Express the rows below, from the very first one through the line containing "[8,159,295,617]" inclusive, as a two-column CSV with the headers text and answer. Give each row one CSV line, with its text and its answer each in a single quoted field and line breaks replaced by spaces.

___ Provided material ___

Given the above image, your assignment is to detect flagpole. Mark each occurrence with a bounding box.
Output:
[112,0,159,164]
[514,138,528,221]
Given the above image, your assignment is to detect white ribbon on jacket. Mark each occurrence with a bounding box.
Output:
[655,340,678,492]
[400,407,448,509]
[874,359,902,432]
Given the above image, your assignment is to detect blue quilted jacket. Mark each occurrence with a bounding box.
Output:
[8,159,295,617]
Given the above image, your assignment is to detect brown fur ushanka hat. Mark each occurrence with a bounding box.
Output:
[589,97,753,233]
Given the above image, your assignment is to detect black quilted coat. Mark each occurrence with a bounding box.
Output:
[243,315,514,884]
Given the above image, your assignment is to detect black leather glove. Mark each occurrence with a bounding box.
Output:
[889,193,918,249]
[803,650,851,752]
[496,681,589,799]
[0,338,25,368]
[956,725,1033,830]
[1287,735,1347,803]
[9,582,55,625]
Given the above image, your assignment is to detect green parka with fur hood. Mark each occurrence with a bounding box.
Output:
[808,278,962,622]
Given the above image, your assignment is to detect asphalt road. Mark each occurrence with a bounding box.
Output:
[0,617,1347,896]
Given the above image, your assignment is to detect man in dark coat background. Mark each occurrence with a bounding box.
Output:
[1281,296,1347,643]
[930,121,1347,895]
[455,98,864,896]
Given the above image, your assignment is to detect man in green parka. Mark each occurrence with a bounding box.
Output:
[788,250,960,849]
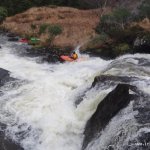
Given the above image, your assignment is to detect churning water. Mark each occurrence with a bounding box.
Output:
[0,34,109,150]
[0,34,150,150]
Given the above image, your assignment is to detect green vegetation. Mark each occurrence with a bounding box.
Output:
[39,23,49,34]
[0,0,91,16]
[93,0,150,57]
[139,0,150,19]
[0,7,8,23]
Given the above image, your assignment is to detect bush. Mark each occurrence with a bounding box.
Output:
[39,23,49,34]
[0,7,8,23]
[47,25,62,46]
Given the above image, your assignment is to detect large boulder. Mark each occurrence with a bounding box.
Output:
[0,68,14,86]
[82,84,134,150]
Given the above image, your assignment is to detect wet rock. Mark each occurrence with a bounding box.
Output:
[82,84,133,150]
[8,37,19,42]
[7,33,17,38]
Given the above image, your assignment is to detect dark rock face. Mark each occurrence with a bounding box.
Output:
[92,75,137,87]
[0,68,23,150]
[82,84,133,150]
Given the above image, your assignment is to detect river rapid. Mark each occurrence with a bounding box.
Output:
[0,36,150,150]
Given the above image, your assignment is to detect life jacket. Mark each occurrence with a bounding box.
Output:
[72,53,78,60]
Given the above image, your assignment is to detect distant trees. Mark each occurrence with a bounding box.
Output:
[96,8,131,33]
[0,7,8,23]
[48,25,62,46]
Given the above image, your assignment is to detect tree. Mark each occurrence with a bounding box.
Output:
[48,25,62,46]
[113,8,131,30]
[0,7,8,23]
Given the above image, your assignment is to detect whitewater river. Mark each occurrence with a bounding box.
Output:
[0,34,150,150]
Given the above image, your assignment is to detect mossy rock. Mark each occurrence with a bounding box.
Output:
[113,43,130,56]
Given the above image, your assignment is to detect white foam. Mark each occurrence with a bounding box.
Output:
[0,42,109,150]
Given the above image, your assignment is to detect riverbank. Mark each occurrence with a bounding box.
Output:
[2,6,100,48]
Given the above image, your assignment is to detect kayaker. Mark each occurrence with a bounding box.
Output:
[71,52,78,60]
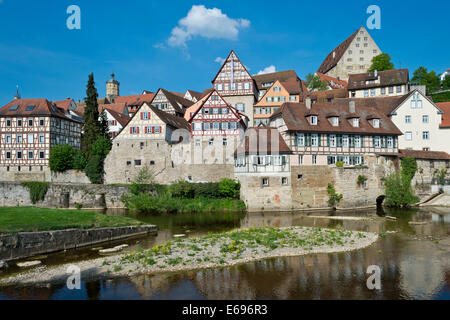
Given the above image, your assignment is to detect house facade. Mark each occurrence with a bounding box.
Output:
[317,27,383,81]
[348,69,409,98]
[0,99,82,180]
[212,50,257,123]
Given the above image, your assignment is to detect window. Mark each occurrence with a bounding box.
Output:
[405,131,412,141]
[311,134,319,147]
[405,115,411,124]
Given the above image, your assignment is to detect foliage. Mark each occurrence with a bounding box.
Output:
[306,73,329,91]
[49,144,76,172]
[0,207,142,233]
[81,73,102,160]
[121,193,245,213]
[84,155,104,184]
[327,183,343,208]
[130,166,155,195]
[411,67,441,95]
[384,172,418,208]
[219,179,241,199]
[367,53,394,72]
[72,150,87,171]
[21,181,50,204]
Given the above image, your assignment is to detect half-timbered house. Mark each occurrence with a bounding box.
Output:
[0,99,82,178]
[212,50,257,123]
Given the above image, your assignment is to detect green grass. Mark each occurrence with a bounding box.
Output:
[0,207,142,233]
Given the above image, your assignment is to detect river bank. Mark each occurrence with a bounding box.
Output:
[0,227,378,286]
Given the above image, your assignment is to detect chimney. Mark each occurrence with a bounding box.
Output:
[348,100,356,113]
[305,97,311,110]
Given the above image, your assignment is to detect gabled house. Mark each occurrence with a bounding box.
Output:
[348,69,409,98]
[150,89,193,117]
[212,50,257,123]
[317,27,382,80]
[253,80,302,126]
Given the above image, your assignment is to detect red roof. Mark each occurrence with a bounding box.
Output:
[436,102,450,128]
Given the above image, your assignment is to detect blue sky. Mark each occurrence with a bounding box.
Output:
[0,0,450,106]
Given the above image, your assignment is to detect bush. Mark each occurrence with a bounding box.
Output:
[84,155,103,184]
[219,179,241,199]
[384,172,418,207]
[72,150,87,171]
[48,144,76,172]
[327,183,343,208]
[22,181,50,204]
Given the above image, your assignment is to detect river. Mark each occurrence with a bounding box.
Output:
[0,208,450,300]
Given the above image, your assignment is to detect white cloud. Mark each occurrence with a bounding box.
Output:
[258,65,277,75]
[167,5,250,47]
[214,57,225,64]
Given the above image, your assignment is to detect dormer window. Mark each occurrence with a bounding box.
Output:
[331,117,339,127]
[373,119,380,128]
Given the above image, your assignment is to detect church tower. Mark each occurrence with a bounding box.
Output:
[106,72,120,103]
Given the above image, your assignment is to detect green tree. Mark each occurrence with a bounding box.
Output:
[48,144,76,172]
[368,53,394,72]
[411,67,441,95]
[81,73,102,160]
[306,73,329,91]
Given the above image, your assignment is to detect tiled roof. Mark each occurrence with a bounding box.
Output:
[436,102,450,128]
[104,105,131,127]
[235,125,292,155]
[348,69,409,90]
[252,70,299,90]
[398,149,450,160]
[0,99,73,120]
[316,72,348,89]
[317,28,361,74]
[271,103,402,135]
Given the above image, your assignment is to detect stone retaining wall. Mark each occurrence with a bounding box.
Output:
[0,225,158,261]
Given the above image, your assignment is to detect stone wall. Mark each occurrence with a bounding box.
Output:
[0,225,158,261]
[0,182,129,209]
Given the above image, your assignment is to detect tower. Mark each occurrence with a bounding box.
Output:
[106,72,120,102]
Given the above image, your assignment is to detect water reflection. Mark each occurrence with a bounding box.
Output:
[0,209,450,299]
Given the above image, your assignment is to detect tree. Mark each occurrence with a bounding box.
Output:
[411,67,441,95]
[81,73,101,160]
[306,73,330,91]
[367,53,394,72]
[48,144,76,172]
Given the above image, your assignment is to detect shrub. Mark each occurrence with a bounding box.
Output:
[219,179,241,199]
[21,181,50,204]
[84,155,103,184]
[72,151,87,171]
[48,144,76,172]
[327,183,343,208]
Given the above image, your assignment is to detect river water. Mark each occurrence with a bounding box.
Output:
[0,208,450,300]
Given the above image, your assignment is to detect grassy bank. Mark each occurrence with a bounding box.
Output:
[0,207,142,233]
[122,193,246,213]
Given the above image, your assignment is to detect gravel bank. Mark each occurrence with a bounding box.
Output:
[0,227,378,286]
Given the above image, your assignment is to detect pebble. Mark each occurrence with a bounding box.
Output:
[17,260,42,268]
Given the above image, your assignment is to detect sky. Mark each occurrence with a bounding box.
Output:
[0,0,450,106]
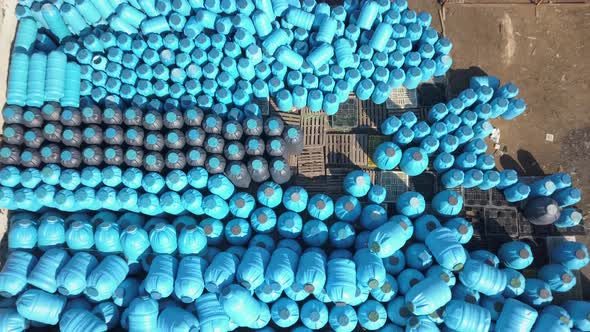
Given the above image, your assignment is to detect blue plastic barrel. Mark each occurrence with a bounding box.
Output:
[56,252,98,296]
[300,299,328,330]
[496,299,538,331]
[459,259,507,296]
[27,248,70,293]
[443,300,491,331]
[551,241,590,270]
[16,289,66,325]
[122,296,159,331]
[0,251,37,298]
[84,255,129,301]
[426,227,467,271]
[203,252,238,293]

___

* _Answer to the problem_:
text,answer
"Given the above image, your assignment is to detect flagpole. Mark each occurrence with a bounding box. Output:","[112,0,159,164] [514,138,528,221]"
"Given the above image, your assignment is to detect white ribbon on jacket. Mark each occurrence with a bounding box. Output:","[655,340,678,492] [400,407,448,509] [874,359,902,432]"
"Given the above image, your assignment is to detect blue quilted jacket. Mark each occurrence with a bounding box. Output:","[8,159,295,617]"